Task to complete –
Rewrite everything from the line containing "Check that one keypoint sits on every instance of the dragonfly;" down to the line containing "Check that one keypoint sits on every instance of the temple", replacing "keypoint" with "marker" and keeping all else unchanged.

Available data –

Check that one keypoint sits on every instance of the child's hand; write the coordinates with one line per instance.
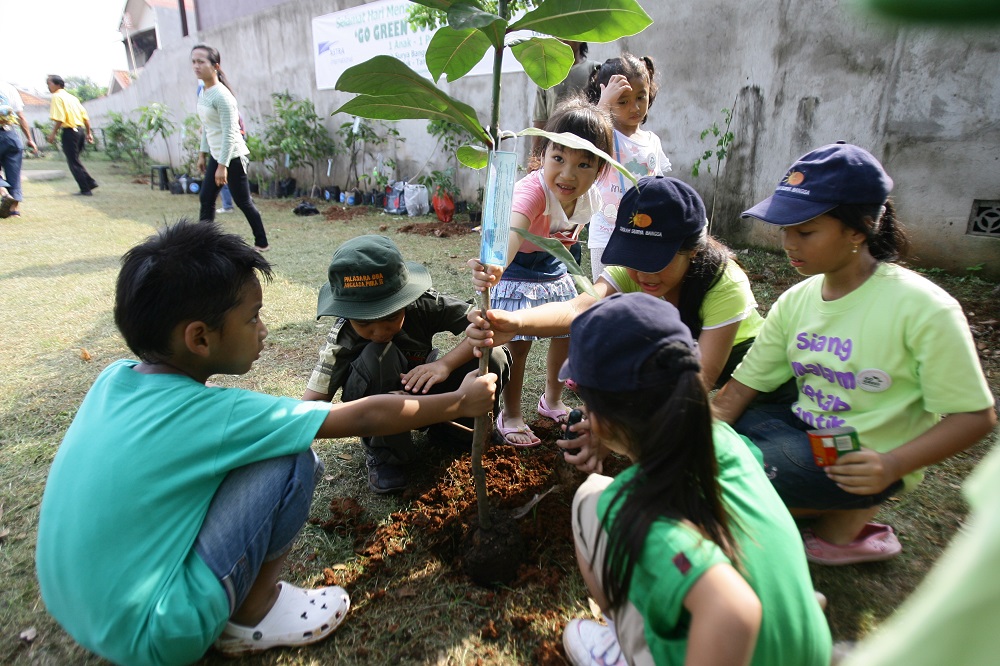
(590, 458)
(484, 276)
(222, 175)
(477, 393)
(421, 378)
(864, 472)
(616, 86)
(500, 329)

...

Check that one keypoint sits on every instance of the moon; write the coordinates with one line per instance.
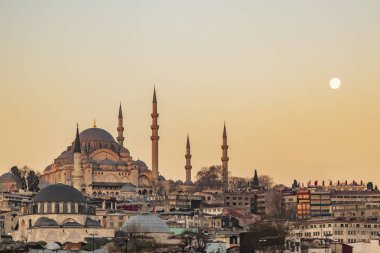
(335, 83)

---

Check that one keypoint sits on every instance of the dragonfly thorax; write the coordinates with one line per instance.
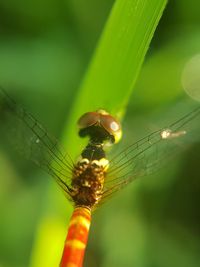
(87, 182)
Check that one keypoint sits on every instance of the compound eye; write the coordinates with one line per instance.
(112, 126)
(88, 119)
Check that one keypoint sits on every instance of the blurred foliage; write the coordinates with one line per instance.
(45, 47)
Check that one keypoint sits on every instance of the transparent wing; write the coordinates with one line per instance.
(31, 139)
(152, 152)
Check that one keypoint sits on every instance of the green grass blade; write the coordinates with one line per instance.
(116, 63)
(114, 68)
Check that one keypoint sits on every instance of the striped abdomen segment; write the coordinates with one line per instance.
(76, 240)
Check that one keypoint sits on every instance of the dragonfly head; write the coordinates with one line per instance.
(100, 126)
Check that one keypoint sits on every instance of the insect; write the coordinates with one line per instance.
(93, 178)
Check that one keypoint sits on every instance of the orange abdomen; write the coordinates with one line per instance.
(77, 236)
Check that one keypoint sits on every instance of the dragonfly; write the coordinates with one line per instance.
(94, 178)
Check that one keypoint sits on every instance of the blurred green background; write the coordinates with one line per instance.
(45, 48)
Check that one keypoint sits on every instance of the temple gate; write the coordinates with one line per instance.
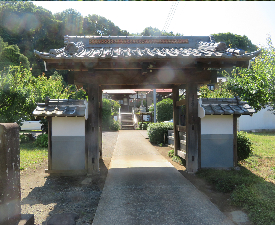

Response to this exercise –
Check that one marker sits on every instance of the dragonfly; write the coordinates with one line per instance.
(94, 178)
Check that one marker sits on every instance of the blurred green background; write the coordinates with one line per instance.
(45, 48)
Check that one marker sits on every instance of the temple gate; write the coordinates with one line per instance.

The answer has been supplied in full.